(Records from a collection)
--------------------------------------------------

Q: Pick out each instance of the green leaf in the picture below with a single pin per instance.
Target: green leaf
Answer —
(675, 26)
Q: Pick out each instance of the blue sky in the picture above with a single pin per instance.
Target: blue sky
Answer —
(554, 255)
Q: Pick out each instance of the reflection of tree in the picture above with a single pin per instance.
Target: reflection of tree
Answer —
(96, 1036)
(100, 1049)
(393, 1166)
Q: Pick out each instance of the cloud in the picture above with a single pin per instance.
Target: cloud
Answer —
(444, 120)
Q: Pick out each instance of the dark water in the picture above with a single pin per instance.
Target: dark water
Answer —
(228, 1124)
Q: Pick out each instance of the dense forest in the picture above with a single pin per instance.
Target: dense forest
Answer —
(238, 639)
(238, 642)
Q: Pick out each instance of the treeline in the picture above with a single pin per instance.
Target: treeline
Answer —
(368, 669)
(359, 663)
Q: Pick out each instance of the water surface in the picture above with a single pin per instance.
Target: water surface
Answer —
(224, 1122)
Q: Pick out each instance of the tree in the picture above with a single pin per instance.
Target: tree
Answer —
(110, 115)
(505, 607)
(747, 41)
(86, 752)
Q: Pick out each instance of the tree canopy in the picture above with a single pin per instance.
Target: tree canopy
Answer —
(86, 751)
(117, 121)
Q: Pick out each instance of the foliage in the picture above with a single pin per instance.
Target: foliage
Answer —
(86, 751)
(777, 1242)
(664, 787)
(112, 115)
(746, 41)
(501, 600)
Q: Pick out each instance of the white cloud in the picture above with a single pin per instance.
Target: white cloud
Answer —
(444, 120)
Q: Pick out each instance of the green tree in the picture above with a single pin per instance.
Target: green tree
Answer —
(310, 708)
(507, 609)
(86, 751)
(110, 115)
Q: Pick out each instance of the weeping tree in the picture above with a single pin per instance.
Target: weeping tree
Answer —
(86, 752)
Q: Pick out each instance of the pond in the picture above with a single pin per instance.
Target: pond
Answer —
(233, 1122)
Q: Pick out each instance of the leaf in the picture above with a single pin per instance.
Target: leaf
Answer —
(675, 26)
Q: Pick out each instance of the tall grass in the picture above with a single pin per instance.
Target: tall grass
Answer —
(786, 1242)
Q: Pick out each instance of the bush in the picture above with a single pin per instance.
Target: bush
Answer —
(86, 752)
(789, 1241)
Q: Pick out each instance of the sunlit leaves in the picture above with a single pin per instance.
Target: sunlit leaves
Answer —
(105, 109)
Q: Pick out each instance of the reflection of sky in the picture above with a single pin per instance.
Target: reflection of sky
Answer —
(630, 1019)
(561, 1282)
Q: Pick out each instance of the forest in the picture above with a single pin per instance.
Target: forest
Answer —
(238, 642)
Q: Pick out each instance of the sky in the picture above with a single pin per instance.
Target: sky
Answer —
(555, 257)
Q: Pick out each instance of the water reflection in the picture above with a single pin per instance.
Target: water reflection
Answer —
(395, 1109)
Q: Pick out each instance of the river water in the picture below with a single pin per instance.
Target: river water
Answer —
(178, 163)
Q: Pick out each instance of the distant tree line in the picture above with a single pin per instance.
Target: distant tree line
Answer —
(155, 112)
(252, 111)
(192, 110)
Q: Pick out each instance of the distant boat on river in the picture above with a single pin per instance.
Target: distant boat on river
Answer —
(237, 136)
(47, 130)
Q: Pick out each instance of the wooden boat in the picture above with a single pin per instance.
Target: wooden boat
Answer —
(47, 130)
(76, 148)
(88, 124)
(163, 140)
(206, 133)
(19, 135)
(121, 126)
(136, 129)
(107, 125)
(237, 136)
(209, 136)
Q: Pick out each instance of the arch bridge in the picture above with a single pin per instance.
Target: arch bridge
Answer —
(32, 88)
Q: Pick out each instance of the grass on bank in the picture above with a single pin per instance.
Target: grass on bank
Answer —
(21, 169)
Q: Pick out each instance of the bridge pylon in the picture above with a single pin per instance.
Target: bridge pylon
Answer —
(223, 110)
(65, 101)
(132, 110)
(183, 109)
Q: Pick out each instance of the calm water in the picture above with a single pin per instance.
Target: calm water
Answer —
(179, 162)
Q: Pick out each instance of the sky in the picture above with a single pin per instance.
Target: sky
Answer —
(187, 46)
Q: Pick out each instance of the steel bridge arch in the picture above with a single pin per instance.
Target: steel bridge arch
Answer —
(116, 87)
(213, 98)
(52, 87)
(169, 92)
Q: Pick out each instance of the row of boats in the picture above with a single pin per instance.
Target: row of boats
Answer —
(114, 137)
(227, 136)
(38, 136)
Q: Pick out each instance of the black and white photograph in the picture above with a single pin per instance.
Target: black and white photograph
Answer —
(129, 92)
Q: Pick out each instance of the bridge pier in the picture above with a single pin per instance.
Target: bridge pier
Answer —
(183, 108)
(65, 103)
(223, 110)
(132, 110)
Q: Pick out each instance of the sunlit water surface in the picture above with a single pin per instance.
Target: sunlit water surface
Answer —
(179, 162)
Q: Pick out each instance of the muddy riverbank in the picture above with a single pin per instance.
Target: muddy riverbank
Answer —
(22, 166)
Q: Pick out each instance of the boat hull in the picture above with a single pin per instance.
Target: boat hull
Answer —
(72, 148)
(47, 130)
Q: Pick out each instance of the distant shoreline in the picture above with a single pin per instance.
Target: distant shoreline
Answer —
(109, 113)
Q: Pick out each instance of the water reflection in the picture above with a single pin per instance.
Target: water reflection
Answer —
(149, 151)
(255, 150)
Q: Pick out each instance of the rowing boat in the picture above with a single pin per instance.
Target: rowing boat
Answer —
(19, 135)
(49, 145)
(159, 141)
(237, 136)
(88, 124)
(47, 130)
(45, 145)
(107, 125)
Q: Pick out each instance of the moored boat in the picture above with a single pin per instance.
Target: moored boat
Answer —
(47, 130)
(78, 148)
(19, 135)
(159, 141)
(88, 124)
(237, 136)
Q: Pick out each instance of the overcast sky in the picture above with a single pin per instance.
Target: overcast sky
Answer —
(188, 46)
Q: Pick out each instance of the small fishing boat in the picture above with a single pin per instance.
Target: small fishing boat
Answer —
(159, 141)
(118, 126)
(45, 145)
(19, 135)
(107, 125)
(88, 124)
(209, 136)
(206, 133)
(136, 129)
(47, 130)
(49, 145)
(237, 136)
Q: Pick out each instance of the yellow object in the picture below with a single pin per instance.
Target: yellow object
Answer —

--------------------------------------------------

> _Problem description_
Rename "boat" to "vessel" in the records, starting at the line containing "Q: Pick out each instance of the distant shoreline" and ending at the last line of the records. Return only those lines, with nothing else changed.

> _Correct output_
Q: Pick out each instance of the distant shoreline in the picture above with a single pin per instance.
Target: distant shoreline
Answer —
(109, 113)
Q: Pick out each instance of the water reflection in the picture above with a single pin per instance.
Target: water reflection
Answer —
(149, 151)
(255, 150)
Q: Pick out each instance of the rowing vessel in the picture above with a single pin per instance.
Target: rowing vessel
Answer —
(19, 135)
(49, 145)
(159, 141)
(237, 136)
(88, 124)
(47, 130)
(45, 145)
(107, 125)
Q: Pick out each instance of the moored vessel in the picture above with a single pin per instance.
Target: moored vessel
Answer —
(47, 130)
(78, 148)
(19, 135)
(159, 141)
(88, 124)
(237, 136)
Q: Pick out each instance of the overcast sky in the picture above with a single pin per instance.
Target: overcast sky
Answer —
(188, 46)
Q: Pick out each instance of the small fishing vessel in the picture above with a single pin per instance.
Target: small fishing vessel
Answer —
(159, 141)
(118, 126)
(45, 145)
(19, 135)
(107, 125)
(88, 124)
(209, 136)
(206, 133)
(136, 129)
(47, 130)
(49, 145)
(237, 136)
Q: Pick out each instance of the yellow object in the picture below with a single pin per instance.
Target: yellow object
Answer —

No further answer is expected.